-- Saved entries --
Start of Block

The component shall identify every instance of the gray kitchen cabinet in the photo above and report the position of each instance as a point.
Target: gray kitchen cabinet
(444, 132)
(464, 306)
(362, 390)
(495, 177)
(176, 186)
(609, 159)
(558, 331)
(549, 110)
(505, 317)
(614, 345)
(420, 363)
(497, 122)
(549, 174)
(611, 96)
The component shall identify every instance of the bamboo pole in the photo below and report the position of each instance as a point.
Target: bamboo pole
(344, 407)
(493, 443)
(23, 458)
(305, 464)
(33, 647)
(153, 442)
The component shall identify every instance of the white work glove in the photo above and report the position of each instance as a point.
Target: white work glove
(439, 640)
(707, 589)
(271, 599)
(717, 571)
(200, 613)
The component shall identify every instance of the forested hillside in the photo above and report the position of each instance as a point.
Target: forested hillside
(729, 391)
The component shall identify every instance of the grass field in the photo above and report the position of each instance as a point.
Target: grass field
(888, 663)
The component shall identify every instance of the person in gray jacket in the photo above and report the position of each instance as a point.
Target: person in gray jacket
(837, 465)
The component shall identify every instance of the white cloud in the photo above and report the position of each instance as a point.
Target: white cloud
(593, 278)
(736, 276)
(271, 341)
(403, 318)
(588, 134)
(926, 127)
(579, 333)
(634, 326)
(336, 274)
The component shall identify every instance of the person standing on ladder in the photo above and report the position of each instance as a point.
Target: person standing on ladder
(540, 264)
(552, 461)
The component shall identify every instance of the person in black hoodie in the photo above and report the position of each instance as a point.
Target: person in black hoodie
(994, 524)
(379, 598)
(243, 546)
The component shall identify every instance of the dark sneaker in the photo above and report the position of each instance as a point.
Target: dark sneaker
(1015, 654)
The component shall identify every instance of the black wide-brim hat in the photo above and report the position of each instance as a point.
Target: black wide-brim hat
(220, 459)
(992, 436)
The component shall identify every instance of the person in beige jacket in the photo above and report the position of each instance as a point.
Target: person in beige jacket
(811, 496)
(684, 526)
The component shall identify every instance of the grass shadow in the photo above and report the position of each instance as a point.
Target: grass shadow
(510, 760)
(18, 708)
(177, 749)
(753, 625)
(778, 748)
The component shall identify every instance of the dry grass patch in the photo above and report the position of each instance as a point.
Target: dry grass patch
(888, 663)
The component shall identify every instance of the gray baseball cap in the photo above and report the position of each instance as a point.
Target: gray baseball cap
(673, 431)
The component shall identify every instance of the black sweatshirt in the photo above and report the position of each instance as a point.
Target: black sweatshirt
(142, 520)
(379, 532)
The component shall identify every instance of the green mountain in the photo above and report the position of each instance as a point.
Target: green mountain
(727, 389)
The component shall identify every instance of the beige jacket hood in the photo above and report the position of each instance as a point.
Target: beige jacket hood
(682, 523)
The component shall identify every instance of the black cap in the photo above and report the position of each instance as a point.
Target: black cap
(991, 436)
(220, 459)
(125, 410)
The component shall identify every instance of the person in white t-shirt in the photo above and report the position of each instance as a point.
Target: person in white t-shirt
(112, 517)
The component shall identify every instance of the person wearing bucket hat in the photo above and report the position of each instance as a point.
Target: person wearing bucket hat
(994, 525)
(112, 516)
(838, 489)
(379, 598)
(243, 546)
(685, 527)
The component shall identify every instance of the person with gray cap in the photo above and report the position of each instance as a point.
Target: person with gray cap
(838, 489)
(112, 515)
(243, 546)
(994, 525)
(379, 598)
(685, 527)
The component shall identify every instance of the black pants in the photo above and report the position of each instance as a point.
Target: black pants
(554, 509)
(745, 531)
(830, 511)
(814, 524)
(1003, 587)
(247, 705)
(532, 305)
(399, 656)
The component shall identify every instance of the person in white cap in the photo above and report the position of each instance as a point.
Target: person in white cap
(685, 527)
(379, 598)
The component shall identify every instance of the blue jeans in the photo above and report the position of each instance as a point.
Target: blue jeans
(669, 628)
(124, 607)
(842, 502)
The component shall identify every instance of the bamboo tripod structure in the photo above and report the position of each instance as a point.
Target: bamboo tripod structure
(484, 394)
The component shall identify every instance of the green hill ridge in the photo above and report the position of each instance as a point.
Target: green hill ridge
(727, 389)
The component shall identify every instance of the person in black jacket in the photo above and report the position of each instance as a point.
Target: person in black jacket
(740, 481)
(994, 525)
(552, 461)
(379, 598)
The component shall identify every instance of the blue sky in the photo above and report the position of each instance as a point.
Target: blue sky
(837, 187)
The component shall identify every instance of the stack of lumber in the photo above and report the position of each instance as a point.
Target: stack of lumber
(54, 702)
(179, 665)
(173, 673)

End of Block

-- Action item --
Starting with the line that contains "Target: blue jeans", print every line through the end of the entries above exactly as written, both boundary lines included, and nothing else.

-- Solution for this task --
Target: blue jeans
(669, 628)
(124, 607)
(842, 502)
The component shall identify every instance of the bamboo tripod structure in the photo above and report the position of each instance as a point.
Target: bamboo tripod structure
(484, 394)
The component shall identify every instance of the green hill ridge in the photo above and report the position of each instance as a point.
Target: green hill ridge
(727, 389)
The component shall identify every instance of the person in black jacket in the photo above and report the position of each instance as a point.
Target: person in black jacket
(740, 481)
(994, 525)
(552, 461)
(379, 598)
The component shall identify every instance of the blue sky in the photo above and report the position of each instance as a point.
Target: blue sky
(837, 187)
The component shall identify every instance of the stack of lumber in the photo above and report the position of each instance as a point.
Target: stack of lumber
(54, 702)
(179, 665)
(173, 673)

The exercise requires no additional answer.